What this exercise asks:
1. In the essay on homemaking, how much does the author's family of four live on each year?
2. Carry on the essay about homemaking from its final sentence.

Document segment:
- - -
Published by Yes! Magazine on February 1, 2010

How families are achieving ecological, social, and economic transformation… starting under their own roofs.

by Shannon Hayes

Long before we could pronounce Betty Friedan’s last name, Americans from my generation felt her impact. Many of us born in the mid-1970s learned from our parents and our teachers that women no longer needed to stay home, that there were professional opportunities awaiting us. In my own school experience, homemaking, like farming, gained a reputation as a vocation for the scholastically impaired. Those of us with academic promise learned that we could do whatever we put our minds to, whether it was conquering the world or saving the world. I was personally interested in saving the world. That path eventually led me to conclude that homemaking would play a major role toward achieving that goal.

My own farming background led me to pursue advanced degrees in the field of sustainable agriculture, with a powerful interest in the local food movement. By the time my Ph.D. was conferred, I was married, and I was in a state of confusion. The more I understood about the importance of small farms and the nutritional, ecological, and social value of local food, the more I questioned the value of a 9-to-5 job. If my husband and I both worked and had children, it appeared that our family’s ecological impact would be considerable. We’d require two cars, professional wardrobes, convenience foods to make up for lost time in the kitchen … and we’d have to buy, rather than produce, harvest, and store, our own food.

The economics didn’t work out, either. When we crunched the numbers, our gross incomes from two careers would have been high, but the cost of living was also considerable, especially when daycare was figured into the calculation. Abandoning the job market, we re-joined my parents on our small grassfed livestock farm and became homemakers. For almost ten years now, we’ve been able to eat locally and organically, support local businesses, avoid big box stores, save money, and support a family of four on less than $45,000 per year.

Wondering if my family was a freaky aberration to the conventional American culture, I decided to post a notice on my webpage, looking to connect with other ecologically minded homemakers. My fingers trembled on the keyboard as I typed the notice. What, exactly, would be the repercussions for taking a pro-homemaker stand and seeking out others? Was encouraging a Radical Homemaking movement going to unravel all the social advancements that have been made in the last 40-plus years? Women, after all, have been the homemakers since the beginning of time. Or so I thought.

The Origins of Homemaking: A vocation for both sexes

Upon further investigation, I learned that the household did not become the “woman’s sphere” until the Industrial Revolution. A search for the origin of the word housewife traces it back to the thirteenth century, as the feudal period was coming to an end in Europe and the first signs of a middle class were popping up. Historian Ruth Schwartz Cowan explains that housewives were wedded to husbands, whose name came from hus, an old spelling of house, and bonded. Husbands were bonded to houses, rather than to lords. Housewives and husbands were free people, who owned their own homes and lived off their land. While there was a division of labor among the sexes in these early households, there was also an equal distribution of domestic work. Once the Industrial Revolution happened, however, things changed. Men left the household to work for wages, which were then used to purchase goods and services that they were no longer home to provide. Indeed, the men were the first to lose their domestic skills as successive generations forgot how to butcher the family hog, how to sew leather, how to chop firewood.
- - -
Given data:
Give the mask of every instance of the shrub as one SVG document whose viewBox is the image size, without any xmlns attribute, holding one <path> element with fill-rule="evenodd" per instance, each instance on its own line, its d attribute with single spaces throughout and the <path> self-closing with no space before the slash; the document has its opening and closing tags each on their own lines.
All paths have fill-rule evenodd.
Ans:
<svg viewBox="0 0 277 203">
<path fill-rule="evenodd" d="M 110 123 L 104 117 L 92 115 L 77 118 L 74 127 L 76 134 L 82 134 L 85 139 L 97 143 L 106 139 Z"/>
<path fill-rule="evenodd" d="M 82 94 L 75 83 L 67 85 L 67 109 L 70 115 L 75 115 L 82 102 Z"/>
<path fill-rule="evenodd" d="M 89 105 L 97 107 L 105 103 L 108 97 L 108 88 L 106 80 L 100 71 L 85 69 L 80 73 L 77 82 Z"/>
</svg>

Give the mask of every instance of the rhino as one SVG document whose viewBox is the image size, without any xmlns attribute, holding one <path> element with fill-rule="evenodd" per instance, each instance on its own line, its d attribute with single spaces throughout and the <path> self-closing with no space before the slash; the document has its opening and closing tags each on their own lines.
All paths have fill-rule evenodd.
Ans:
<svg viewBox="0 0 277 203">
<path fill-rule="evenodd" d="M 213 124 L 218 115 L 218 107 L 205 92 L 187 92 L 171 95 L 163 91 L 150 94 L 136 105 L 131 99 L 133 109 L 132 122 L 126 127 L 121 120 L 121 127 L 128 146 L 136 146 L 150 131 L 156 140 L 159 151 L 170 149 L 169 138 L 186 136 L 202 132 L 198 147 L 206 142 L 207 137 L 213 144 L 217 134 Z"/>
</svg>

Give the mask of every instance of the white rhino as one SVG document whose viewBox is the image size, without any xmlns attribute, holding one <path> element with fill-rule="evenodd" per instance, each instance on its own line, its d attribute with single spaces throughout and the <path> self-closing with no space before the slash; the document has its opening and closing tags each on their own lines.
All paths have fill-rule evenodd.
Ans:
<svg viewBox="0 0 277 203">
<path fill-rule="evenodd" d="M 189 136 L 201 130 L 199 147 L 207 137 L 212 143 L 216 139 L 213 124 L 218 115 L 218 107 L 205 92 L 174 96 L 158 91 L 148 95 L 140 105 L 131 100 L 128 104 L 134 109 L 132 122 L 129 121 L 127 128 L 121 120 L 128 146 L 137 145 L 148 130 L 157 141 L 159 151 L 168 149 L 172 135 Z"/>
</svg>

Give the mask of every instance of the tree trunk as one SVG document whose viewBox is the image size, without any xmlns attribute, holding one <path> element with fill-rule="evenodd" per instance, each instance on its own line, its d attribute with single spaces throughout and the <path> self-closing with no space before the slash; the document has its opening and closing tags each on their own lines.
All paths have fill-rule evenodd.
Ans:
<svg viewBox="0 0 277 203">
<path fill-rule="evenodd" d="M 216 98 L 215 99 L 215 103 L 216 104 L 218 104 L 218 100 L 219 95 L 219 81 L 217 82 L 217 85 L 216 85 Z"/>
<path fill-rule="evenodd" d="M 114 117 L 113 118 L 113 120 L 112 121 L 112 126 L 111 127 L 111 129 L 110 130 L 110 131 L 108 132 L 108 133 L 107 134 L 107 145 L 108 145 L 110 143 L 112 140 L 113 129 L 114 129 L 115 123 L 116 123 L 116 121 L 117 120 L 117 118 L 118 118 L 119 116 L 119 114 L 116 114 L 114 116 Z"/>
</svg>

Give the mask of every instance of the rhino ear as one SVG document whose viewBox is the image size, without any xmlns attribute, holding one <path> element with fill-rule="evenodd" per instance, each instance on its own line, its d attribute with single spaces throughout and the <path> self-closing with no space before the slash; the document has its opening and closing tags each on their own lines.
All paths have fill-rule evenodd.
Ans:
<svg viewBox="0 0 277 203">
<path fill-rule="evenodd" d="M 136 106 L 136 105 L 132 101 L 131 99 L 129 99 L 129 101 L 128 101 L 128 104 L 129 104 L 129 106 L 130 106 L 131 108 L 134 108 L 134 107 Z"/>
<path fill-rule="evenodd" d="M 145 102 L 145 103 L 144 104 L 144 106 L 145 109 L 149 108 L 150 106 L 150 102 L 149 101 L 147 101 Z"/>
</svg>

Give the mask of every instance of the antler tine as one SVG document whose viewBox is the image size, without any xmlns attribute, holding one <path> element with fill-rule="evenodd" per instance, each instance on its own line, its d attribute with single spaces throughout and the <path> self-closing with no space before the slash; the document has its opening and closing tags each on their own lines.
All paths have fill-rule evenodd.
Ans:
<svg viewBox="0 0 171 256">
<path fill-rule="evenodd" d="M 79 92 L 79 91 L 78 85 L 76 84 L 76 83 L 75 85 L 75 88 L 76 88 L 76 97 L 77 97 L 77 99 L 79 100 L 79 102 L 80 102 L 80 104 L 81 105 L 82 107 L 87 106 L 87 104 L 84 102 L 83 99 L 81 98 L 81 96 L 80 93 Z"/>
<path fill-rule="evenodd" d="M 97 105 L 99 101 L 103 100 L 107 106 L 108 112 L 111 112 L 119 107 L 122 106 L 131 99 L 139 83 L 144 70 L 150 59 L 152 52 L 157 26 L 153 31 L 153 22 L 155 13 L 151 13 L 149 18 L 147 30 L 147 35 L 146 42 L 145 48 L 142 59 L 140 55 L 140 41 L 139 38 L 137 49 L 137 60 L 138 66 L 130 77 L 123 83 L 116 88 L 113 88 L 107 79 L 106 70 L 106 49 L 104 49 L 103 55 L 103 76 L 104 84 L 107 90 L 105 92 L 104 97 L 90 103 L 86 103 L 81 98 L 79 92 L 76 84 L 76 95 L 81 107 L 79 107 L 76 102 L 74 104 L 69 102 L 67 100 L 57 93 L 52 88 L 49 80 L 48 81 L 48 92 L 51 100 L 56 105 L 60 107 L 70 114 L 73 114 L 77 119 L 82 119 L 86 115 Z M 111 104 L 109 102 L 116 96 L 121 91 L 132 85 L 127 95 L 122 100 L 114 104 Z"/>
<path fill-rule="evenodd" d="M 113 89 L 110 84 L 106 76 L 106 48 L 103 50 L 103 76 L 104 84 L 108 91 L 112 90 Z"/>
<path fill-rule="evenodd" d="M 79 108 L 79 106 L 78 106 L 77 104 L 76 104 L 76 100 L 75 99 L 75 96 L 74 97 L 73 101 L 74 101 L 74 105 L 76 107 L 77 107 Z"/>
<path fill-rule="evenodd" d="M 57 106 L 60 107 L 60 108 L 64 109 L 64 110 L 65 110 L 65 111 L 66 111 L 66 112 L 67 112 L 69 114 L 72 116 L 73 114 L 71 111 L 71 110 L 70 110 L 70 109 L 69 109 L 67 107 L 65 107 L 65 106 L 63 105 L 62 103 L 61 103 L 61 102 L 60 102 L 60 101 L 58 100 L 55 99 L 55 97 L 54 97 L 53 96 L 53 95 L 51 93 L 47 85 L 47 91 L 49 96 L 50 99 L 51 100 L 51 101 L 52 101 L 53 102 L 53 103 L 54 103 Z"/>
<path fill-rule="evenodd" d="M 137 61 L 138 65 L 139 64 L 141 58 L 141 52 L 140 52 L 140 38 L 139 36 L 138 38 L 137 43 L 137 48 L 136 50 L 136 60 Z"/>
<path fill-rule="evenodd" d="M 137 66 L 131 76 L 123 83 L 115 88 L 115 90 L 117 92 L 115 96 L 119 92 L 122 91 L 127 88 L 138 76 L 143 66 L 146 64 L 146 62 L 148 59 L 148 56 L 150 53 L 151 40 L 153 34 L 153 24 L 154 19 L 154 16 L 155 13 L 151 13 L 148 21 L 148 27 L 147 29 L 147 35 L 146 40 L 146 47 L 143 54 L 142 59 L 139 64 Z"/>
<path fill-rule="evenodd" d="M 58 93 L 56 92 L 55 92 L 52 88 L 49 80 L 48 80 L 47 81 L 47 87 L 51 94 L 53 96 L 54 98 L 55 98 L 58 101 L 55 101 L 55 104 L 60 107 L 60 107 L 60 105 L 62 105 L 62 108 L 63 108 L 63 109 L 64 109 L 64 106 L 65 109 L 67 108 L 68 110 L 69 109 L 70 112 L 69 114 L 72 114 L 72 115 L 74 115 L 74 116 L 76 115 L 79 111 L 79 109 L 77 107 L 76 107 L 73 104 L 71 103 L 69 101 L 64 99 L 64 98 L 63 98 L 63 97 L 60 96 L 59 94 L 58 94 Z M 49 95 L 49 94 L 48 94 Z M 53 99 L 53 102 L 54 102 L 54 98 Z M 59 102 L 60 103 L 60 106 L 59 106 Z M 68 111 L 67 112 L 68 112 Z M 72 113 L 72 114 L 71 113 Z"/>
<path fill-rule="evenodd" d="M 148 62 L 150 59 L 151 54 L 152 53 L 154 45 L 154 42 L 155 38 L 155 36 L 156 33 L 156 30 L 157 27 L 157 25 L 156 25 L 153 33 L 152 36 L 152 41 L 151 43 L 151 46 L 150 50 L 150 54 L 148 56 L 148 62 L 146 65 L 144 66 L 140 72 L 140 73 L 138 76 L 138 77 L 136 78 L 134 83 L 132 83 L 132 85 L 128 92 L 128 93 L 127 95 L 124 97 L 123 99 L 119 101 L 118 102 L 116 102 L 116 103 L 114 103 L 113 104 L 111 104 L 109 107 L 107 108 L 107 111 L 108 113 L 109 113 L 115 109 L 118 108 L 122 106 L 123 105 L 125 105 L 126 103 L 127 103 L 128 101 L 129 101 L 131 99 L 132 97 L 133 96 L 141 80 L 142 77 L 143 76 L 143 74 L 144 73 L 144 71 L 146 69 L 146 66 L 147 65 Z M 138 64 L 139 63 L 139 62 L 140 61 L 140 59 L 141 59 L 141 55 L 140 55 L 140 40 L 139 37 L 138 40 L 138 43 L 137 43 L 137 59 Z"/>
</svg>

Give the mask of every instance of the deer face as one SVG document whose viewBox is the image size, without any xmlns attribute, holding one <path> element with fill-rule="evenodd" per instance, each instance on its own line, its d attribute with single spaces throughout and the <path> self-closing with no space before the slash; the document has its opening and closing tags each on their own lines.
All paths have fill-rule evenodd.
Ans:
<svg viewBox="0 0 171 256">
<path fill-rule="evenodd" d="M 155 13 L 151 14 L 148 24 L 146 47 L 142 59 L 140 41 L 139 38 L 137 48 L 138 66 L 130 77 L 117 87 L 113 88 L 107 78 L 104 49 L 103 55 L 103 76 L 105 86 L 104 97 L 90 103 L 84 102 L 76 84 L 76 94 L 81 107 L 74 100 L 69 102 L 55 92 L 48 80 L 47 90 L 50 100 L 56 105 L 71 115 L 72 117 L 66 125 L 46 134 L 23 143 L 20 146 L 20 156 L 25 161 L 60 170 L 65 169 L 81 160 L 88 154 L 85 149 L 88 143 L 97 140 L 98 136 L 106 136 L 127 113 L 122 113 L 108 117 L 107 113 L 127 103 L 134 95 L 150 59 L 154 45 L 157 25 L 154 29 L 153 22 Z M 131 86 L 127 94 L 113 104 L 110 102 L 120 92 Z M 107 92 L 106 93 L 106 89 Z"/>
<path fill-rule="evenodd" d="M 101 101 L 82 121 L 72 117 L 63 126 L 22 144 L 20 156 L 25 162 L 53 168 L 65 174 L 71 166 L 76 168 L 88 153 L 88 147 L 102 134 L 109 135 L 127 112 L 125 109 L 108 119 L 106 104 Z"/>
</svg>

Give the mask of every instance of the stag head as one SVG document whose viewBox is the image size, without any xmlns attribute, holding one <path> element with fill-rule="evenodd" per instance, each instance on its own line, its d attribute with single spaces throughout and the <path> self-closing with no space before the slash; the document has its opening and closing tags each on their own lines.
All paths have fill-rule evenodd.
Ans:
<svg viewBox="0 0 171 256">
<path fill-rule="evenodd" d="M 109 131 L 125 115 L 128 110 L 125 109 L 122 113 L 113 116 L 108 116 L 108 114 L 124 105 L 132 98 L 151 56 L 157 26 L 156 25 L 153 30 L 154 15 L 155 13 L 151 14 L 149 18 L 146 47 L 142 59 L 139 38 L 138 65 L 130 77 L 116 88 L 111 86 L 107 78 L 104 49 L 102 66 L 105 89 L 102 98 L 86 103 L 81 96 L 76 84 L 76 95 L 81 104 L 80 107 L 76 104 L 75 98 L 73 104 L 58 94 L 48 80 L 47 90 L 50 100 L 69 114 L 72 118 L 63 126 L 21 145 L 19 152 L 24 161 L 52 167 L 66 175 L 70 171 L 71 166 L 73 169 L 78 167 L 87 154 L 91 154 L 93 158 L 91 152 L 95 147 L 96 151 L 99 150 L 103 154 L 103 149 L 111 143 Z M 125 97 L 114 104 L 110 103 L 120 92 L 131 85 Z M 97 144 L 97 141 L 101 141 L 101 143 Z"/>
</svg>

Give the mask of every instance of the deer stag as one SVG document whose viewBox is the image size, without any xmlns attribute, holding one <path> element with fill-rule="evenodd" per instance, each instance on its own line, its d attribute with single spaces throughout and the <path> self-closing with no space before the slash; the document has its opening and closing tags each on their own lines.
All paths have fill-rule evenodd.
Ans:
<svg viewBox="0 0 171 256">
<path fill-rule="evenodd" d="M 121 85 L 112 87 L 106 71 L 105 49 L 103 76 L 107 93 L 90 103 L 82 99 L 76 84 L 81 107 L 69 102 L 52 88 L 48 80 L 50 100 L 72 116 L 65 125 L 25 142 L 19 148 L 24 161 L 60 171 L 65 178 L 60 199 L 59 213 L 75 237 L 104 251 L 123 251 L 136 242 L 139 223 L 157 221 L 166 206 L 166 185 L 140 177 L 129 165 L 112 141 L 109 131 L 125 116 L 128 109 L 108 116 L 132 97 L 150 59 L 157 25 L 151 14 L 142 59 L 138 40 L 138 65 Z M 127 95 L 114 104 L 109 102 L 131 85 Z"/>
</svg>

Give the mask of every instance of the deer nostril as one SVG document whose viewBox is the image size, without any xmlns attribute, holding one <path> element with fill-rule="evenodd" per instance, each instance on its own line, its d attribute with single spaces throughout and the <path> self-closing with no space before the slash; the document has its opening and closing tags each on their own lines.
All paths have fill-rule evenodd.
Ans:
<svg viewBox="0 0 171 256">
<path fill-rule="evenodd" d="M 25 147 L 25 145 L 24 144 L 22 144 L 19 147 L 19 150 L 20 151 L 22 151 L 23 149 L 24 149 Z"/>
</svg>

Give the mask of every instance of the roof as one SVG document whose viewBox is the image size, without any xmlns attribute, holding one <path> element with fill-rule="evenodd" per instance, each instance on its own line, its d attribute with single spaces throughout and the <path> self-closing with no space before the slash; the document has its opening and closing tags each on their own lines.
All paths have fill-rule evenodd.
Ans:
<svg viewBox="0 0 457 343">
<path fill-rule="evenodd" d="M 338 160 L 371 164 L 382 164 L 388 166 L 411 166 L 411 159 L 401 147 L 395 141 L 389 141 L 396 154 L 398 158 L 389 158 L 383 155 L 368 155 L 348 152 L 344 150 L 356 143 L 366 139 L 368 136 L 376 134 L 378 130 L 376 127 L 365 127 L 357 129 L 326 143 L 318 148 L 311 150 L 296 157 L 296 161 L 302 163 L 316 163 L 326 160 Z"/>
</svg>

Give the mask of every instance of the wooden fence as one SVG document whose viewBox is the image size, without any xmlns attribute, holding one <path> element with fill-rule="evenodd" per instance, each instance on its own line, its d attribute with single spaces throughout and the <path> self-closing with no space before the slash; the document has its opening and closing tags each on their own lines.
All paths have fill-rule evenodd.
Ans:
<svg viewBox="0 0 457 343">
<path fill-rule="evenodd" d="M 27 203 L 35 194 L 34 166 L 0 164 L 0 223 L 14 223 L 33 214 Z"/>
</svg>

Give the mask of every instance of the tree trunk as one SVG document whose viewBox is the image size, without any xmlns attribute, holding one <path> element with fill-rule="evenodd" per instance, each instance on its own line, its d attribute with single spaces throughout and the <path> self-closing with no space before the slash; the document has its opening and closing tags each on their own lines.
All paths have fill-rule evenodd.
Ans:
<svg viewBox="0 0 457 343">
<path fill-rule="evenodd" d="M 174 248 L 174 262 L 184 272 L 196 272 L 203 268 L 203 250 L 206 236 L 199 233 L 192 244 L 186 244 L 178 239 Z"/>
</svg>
- - -
Expected outputs:
1. Less than $45,000 per year.

2.
As the Industrial Revolution forged on and crossed the ocean to America, men and women eventually stopped working together to provide for their household sustenance. They developed their separate spheres—man in the factory, woman in the home. The more a man worked outside the home, the more the household would have to buy in order to have needs met. Soon the factories were able to fabricate products to supplant the housewives’ duties as well. The housewife’s primary function ultimately became chauffeur and consumer. The household was no longer a unit of production. It was a unit of consumption.

Housewife’s Syndrome

The effect on the American housewife was devastating. In 1963, Betty Friedan published The Feminine Mystique, documenting for the first time “the problem that has no name,” Housewife’s Syndrome, where American girls grew up fantasizing about finding their husbands, buying their dream homes and appliances, popping out babies, and living happily ever after. In truth, pointed out Friedan, happily-ever-after never came. Countless women suffered from depression and nervous breakdowns as they faced the endless meaningless tasks of shopping and driving children hither and yon. They never had opportunities to fulfill their highest potential, to challenge themselves, to feel as though they were truly contributing to society beyond wielding the credit card to keep the consumer culture humming. Friedan’s book sent women to work in droves. And corporate America seized upon a golden opportunity to secure a cheaper workforce and offer countless products to use up their paychecks.

Before long, the second family income was no longer an option. In the minds of many, it was a necessity.  Homemaking, like eating organic foods, seemed a luxury to be enjoyed only by those wives whose husbands garnered substantial earnings, enabling them to drive their children to school rather than put them on a bus, enroll them in endless enrichment activities, oversee their educational careers, and prepare them for entry into elite colleges in order to win a leg-up in a competitive workforce. At the other extreme, homemaking was seen as the realm of the ultra-religious, where women accepted the role of Biblical “Help Meets” to their husbands. They cooked, cleaned, toiled, served and remained silent and powerless. My husband and I fell into neither category, and I suspected there were more like us.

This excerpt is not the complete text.